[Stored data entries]
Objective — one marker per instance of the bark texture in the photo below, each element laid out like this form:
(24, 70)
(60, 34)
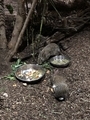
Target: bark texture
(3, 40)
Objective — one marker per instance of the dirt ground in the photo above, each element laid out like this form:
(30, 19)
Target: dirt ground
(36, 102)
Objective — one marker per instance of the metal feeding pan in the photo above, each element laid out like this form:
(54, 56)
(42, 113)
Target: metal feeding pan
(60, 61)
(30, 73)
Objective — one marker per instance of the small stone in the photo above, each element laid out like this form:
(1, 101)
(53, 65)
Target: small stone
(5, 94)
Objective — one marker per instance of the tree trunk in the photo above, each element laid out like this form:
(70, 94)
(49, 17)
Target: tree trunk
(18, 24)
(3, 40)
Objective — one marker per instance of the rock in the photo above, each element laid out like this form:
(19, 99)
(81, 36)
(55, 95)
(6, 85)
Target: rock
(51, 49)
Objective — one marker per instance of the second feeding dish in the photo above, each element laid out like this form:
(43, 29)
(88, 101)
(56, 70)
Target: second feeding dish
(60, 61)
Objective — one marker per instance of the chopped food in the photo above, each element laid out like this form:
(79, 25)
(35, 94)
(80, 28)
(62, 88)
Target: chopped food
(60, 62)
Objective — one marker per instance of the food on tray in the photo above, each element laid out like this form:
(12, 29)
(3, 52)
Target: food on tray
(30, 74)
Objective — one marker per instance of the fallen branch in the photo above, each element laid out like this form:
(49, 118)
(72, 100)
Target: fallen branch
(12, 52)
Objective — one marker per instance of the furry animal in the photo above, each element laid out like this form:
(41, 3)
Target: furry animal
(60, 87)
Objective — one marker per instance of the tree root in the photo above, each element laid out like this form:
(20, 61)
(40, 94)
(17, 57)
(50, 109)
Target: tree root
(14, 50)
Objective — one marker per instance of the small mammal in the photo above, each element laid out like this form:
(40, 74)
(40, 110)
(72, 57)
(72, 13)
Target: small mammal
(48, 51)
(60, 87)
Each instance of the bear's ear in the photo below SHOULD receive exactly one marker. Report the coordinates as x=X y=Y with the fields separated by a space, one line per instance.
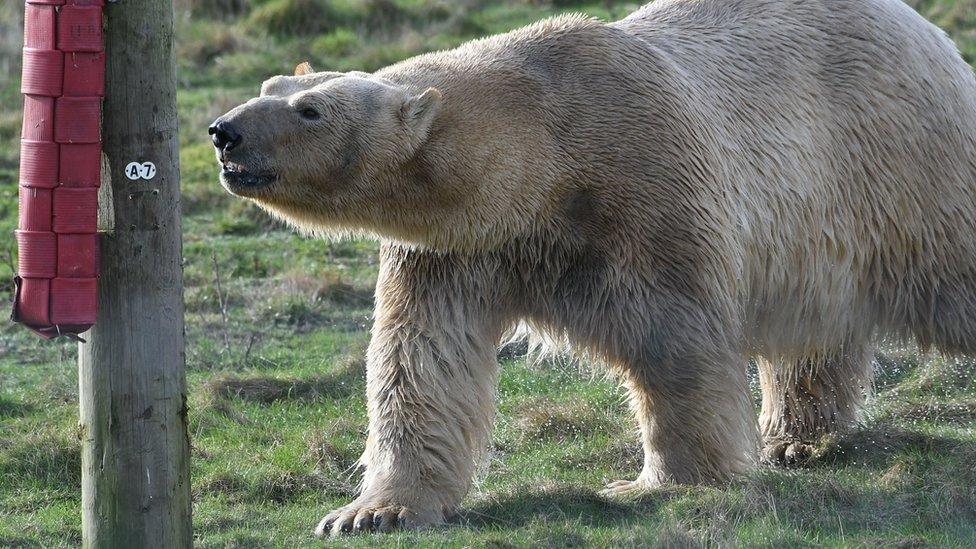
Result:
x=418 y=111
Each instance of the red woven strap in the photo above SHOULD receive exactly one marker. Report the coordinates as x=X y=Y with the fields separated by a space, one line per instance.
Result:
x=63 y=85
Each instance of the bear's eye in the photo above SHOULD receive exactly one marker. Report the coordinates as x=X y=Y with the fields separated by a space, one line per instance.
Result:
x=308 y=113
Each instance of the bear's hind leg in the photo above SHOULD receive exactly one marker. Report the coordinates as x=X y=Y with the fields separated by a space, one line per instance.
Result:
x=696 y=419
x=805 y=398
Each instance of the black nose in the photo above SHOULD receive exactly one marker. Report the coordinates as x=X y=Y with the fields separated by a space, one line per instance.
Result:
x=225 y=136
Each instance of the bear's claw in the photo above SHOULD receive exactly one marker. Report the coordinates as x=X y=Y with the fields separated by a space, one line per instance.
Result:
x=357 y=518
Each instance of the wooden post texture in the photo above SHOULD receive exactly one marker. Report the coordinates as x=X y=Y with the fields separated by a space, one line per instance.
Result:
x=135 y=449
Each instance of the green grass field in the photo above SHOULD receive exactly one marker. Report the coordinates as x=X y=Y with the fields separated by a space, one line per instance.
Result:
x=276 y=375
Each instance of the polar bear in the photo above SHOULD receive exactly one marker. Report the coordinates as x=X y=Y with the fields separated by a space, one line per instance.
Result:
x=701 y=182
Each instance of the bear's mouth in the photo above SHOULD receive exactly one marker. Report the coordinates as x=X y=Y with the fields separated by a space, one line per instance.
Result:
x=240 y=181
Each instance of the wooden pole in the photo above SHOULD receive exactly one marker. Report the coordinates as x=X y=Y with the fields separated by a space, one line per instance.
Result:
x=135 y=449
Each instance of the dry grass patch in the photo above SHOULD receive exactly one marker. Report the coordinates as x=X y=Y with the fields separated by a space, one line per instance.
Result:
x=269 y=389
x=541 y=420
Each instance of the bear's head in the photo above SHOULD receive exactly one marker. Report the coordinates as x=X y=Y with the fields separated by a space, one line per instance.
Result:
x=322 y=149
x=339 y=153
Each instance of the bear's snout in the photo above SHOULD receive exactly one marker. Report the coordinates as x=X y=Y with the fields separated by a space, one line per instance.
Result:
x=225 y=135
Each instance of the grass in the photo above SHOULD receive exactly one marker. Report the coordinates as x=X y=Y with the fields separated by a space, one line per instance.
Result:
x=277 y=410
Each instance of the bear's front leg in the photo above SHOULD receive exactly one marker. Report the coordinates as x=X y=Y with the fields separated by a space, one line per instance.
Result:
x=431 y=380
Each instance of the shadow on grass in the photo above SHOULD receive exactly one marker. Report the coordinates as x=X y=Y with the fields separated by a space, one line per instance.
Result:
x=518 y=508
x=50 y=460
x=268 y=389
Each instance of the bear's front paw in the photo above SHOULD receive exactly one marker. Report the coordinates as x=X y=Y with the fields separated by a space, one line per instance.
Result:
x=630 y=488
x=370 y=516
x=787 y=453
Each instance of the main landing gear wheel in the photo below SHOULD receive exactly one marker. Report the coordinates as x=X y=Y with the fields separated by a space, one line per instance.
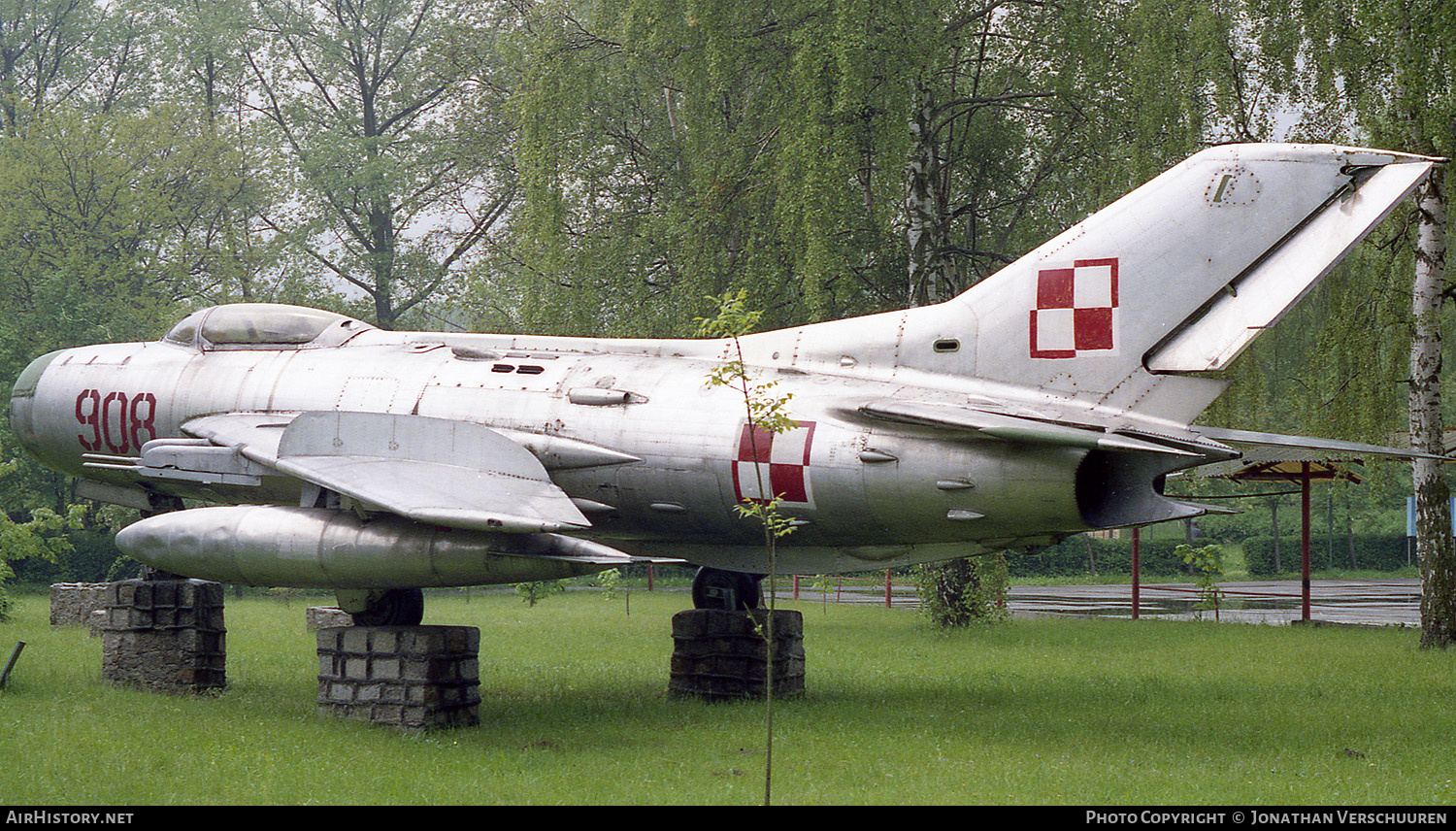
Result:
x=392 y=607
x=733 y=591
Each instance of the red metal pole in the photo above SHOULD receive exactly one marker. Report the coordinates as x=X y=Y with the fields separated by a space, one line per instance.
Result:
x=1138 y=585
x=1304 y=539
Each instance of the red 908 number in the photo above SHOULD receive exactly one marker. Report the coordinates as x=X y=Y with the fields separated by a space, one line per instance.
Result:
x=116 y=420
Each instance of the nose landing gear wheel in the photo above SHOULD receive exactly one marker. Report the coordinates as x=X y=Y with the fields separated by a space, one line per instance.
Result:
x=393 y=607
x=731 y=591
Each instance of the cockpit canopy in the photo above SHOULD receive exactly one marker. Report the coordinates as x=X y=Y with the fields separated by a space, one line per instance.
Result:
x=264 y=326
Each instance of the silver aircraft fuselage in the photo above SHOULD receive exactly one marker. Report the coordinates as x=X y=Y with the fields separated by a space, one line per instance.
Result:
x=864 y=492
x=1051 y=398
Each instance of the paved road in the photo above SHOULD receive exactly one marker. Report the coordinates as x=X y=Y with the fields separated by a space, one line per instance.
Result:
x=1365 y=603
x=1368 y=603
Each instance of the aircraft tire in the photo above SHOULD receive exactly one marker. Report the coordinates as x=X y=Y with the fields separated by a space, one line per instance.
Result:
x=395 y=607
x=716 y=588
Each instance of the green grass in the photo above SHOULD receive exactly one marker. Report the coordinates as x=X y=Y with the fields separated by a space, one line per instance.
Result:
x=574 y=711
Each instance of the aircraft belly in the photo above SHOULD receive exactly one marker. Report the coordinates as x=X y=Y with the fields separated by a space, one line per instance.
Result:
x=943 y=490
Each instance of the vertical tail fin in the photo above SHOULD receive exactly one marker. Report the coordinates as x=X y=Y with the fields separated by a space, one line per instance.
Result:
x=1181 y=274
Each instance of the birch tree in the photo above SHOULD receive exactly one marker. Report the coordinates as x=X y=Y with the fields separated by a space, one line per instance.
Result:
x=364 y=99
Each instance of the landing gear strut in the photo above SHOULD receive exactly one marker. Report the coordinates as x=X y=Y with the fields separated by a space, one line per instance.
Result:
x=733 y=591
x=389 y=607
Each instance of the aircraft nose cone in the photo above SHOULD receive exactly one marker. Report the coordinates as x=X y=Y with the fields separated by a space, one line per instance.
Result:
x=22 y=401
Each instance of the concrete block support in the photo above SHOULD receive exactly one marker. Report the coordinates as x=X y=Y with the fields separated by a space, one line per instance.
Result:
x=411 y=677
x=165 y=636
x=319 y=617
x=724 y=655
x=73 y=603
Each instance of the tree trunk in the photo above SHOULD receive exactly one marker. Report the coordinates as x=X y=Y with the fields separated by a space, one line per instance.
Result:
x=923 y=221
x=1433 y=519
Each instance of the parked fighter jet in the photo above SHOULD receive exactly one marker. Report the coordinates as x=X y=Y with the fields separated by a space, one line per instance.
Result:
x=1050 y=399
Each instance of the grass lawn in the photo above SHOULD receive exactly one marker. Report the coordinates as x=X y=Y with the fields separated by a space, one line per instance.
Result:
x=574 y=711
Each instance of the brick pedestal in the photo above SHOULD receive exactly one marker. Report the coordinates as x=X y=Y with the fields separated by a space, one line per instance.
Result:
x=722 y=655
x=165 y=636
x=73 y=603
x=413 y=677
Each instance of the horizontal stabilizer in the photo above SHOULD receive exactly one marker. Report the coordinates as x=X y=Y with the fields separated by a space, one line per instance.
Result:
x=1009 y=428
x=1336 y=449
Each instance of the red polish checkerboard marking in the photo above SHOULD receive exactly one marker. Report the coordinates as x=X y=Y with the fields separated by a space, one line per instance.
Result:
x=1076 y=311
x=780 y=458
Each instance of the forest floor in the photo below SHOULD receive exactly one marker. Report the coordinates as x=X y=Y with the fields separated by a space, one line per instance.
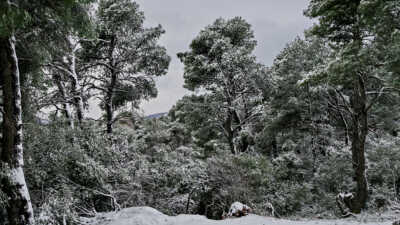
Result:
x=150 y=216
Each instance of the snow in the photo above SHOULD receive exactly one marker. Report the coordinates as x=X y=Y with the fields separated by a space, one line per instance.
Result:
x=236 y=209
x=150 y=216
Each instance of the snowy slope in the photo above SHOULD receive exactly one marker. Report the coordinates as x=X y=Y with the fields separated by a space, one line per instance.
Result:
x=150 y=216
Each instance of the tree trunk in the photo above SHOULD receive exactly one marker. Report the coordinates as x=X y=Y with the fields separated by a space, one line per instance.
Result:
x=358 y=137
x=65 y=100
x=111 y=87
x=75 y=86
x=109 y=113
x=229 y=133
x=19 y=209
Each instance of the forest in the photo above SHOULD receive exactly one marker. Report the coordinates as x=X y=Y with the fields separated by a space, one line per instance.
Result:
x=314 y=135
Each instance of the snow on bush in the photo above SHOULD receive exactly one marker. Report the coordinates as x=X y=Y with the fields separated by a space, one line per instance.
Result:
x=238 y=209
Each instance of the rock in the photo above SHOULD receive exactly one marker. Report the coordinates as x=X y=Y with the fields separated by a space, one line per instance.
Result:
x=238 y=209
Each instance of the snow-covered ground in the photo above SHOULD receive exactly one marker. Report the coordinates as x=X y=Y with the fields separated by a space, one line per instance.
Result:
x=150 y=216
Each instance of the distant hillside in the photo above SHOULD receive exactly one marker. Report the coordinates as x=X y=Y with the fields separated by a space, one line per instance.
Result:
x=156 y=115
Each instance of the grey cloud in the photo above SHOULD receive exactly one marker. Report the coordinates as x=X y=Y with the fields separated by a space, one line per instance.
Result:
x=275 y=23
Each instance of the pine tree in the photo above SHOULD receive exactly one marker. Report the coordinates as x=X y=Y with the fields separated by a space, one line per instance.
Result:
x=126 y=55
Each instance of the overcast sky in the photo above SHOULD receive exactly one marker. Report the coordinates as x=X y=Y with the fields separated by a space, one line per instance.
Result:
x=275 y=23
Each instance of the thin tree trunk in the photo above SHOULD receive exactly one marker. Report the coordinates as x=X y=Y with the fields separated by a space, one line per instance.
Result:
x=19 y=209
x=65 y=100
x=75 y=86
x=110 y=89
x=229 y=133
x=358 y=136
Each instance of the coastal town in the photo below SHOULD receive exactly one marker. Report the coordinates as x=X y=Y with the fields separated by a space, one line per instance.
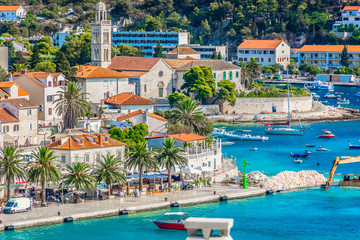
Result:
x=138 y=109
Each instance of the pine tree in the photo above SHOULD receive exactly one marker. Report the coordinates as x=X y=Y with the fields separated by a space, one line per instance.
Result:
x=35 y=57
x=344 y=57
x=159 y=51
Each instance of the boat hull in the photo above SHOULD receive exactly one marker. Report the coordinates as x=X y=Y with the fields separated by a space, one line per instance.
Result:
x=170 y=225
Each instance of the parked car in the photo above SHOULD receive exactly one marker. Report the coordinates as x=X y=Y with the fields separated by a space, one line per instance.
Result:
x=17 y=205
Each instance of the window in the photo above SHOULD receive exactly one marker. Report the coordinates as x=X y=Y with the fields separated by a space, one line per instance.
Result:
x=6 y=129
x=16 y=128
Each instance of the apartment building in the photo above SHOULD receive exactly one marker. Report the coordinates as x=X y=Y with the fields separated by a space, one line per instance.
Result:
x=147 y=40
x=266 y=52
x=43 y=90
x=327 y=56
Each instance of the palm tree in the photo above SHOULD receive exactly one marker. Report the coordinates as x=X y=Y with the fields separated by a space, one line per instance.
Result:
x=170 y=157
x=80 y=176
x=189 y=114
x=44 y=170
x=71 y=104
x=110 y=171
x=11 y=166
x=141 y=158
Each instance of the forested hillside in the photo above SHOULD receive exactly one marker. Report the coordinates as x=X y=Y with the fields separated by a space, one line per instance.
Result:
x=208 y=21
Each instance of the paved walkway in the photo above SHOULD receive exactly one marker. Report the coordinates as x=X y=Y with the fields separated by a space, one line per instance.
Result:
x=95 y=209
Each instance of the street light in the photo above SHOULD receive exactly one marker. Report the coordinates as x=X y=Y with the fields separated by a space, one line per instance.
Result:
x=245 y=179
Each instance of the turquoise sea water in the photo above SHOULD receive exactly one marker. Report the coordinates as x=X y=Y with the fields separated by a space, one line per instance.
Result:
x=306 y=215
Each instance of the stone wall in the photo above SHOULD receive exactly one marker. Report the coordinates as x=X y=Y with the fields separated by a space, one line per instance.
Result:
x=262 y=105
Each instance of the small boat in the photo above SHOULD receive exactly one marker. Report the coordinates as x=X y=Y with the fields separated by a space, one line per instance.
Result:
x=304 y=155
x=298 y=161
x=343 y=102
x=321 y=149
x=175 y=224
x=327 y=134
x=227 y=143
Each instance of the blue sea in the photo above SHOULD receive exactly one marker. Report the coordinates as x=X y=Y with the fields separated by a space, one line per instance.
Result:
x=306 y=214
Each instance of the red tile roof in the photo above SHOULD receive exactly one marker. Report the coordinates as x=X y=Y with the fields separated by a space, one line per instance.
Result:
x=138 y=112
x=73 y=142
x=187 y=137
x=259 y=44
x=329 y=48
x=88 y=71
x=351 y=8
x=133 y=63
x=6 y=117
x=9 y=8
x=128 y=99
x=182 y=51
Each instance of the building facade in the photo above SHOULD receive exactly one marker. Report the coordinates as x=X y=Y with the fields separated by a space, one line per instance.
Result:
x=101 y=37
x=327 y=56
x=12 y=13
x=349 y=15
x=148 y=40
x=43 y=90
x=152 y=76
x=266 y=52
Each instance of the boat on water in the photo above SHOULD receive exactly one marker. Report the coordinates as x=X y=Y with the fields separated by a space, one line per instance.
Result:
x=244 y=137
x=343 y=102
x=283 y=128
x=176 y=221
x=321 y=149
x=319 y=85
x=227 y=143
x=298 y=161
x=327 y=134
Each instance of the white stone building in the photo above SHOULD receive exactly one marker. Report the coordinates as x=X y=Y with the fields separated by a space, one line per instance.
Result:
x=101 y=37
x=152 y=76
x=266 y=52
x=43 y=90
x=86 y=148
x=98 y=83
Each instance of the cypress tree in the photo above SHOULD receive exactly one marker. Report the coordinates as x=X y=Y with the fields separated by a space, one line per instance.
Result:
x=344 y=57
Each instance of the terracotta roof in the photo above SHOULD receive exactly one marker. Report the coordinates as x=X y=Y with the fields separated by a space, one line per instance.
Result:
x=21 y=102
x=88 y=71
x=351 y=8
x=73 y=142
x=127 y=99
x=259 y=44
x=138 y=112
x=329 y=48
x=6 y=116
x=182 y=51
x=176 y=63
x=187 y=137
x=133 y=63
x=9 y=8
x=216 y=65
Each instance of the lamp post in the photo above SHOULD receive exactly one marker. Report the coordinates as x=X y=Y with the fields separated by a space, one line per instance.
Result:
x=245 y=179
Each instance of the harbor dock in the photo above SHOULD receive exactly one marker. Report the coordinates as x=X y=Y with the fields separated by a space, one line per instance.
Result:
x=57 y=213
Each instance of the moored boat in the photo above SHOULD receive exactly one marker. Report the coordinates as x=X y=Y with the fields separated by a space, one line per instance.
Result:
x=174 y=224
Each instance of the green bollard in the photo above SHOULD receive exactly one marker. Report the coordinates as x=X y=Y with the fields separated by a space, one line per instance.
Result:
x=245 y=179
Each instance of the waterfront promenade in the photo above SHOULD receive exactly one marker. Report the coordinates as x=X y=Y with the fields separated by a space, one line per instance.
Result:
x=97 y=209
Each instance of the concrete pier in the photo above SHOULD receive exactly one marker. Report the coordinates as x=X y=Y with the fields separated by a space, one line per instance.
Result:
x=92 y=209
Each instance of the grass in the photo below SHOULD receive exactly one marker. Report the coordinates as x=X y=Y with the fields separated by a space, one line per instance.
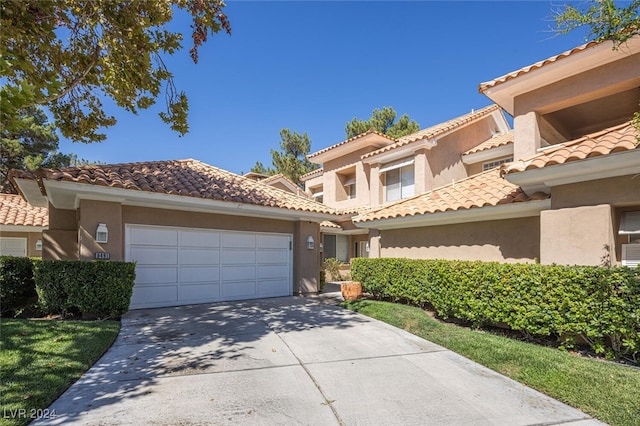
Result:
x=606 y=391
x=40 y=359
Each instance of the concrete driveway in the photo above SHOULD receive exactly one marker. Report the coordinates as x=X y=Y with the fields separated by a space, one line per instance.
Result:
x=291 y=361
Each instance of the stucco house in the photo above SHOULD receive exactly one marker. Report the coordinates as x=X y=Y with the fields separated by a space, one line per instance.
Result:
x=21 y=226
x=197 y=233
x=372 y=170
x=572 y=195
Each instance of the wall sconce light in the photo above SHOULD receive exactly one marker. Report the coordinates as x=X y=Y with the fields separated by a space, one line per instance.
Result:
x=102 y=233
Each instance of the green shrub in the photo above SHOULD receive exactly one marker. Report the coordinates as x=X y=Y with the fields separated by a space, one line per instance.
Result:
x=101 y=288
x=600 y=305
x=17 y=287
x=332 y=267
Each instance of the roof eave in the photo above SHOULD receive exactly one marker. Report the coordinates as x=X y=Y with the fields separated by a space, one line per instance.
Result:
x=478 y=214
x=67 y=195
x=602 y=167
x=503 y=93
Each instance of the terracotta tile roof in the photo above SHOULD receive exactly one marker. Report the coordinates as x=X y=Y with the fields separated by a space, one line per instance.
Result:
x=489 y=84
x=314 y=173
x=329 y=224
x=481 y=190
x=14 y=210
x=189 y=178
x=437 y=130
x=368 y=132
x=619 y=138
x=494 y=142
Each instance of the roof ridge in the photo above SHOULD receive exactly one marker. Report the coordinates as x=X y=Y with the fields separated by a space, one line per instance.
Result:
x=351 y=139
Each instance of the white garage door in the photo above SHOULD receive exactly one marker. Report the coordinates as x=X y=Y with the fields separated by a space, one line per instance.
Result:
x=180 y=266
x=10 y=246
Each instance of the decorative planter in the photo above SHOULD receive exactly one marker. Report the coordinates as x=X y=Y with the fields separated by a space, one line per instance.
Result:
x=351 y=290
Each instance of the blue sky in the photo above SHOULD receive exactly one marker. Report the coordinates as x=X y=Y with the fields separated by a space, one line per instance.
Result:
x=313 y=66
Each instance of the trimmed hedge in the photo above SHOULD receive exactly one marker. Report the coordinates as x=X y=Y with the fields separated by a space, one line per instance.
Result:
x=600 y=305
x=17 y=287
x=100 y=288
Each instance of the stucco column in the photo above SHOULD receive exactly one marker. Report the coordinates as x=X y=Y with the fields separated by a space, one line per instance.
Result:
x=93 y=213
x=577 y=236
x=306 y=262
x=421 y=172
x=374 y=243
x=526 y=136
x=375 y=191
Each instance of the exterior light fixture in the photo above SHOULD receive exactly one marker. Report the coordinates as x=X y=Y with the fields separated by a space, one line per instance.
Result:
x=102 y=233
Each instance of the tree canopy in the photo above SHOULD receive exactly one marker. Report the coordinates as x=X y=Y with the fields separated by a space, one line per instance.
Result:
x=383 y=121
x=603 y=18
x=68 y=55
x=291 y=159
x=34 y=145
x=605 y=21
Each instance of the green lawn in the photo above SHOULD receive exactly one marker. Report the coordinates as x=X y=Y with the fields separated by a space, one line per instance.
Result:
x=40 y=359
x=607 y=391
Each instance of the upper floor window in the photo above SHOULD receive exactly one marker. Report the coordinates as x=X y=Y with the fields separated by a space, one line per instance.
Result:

**TASK GOAL**. The required output is the exact run of lines from the start of the records through the line containing "Objective — one marker per instance of the metal", both ends included, with no pictures.

**EXERCISE RESULT**.
Objective — one marker per instance of the bark texture in the photo below, each element laid out like this form:
(24, 70)
(60, 34)
Target: bark texture
(3, 40)
Objective — one marker per instance of the dirt ground in the photo above, each element laid out like this form:
(30, 19)
Target: dirt ground
(36, 102)
Objective — one marker per instance of the metal feeding pan in the photo above, each element laid out like this form:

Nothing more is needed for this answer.